_Exercise aim_: Output every line of the entries from the line containing "Pick out every instance of the referee" through the last, exactly, with no other content.

_Available records_:
──────────

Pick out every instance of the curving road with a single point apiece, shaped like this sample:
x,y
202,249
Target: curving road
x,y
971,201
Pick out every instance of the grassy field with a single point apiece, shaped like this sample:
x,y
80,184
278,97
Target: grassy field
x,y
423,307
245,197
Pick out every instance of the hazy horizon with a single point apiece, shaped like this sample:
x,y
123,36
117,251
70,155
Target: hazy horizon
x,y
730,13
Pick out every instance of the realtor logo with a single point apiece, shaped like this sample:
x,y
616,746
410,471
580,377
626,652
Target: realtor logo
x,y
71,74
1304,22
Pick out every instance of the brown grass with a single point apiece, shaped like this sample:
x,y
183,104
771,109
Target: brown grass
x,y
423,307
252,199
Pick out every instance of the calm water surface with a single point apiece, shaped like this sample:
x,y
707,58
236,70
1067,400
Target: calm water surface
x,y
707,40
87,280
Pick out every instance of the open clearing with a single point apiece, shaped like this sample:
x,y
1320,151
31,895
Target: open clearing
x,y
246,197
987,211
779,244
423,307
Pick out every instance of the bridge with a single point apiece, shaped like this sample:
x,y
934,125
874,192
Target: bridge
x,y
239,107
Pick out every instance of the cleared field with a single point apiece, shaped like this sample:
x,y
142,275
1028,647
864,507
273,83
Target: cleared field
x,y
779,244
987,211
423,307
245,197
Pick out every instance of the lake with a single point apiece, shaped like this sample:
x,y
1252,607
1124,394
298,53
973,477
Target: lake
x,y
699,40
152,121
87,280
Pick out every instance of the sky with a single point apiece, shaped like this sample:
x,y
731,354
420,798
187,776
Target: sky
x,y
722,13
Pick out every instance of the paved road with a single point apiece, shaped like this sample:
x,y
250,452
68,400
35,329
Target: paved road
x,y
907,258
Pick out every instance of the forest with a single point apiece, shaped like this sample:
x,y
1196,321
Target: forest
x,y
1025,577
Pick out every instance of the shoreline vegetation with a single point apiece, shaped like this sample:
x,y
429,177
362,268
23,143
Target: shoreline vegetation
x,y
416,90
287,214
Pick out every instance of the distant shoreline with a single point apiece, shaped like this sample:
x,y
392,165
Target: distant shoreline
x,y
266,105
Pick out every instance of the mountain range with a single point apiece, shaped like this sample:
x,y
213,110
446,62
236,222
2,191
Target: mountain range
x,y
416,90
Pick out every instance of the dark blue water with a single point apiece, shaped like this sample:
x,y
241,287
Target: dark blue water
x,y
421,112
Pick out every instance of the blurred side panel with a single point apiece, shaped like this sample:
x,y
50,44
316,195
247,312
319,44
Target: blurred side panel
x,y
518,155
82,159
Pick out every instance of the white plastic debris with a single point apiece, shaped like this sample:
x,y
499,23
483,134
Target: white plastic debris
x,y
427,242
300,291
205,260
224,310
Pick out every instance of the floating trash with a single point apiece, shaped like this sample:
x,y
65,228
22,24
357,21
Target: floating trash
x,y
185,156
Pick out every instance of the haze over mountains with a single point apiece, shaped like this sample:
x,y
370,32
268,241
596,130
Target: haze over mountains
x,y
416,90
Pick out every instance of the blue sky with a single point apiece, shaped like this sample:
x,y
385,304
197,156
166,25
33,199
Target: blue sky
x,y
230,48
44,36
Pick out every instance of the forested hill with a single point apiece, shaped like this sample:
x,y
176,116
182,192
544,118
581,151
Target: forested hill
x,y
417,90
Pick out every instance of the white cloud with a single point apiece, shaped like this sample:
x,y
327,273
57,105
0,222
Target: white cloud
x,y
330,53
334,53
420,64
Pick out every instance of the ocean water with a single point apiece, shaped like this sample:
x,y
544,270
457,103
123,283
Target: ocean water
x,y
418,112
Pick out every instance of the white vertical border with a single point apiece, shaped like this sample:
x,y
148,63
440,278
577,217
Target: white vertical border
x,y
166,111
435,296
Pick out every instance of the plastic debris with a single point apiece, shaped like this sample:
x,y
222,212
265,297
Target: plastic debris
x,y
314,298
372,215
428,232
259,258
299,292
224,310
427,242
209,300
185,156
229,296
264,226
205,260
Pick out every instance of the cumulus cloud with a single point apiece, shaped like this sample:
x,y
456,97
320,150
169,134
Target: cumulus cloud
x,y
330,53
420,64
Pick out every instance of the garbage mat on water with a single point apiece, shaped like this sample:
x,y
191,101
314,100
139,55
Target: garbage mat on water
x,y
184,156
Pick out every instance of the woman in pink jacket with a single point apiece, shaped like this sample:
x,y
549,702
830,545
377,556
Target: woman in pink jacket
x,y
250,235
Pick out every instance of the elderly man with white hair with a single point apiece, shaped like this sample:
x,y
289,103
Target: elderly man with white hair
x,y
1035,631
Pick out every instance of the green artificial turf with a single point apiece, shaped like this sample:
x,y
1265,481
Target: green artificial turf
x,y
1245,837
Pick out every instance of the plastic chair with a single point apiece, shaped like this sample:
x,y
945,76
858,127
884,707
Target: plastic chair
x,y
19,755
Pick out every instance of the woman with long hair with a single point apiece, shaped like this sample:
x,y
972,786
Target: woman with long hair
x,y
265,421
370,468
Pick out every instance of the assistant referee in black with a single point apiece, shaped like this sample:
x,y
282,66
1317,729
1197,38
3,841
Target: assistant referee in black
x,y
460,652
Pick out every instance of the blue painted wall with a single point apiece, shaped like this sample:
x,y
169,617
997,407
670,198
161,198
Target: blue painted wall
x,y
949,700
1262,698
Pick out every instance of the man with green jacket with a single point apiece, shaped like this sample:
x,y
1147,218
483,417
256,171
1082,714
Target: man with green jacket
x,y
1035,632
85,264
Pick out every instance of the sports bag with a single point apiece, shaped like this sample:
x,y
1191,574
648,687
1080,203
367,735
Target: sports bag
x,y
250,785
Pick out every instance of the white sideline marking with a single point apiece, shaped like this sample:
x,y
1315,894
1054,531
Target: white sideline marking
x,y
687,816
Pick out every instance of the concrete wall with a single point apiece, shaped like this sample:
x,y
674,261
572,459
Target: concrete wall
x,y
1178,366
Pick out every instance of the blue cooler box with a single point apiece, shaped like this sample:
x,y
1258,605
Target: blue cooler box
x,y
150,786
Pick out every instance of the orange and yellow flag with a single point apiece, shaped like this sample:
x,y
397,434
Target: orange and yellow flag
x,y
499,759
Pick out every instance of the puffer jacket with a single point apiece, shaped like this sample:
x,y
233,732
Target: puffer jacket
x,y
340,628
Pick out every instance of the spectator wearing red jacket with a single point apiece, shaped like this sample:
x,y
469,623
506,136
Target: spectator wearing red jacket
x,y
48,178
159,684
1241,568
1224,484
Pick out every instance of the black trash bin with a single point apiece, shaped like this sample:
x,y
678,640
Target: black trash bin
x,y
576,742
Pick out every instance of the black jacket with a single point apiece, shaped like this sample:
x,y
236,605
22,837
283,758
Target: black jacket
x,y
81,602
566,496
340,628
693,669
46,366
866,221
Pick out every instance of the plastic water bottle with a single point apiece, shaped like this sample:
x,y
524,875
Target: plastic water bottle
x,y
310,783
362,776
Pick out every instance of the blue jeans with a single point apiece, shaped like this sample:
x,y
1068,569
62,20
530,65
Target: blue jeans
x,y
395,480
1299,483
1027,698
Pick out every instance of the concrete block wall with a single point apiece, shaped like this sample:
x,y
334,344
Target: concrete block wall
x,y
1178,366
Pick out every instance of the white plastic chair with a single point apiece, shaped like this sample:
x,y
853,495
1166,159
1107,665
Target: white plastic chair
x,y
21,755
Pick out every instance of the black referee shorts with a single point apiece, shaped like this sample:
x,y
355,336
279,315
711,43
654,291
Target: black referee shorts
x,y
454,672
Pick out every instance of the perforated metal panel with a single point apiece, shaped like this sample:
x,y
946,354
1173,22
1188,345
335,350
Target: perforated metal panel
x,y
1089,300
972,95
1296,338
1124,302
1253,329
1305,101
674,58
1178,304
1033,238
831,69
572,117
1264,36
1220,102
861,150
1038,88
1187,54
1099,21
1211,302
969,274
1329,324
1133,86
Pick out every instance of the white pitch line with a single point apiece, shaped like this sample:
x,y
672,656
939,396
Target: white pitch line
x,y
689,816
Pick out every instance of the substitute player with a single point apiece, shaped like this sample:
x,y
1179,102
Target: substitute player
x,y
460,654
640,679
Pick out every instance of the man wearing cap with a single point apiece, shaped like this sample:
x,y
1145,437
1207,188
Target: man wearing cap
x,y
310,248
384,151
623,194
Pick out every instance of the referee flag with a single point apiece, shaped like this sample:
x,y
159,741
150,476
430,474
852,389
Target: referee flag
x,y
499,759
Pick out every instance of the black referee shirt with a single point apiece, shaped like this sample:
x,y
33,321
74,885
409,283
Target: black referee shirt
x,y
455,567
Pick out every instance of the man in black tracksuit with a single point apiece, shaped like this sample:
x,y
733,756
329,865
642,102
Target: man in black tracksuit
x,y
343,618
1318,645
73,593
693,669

──────────

_Solution for this task_:
Pick out every instance of the referee flag with a single point apiece, shaped like this sample:
x,y
159,741
150,476
430,474
852,389
Target: referee flag
x,y
499,759
Pick out every instance of the black referee shirt with a single point apiece, shaped like this sample:
x,y
33,321
74,885
409,283
Target: black referee shirt
x,y
455,567
Pick out every instance of the man in black tracksuit with a single point apiece, shaped like this sample:
x,y
733,756
329,865
642,102
Target: man in black tracksuit
x,y
343,618
1318,645
73,593
693,669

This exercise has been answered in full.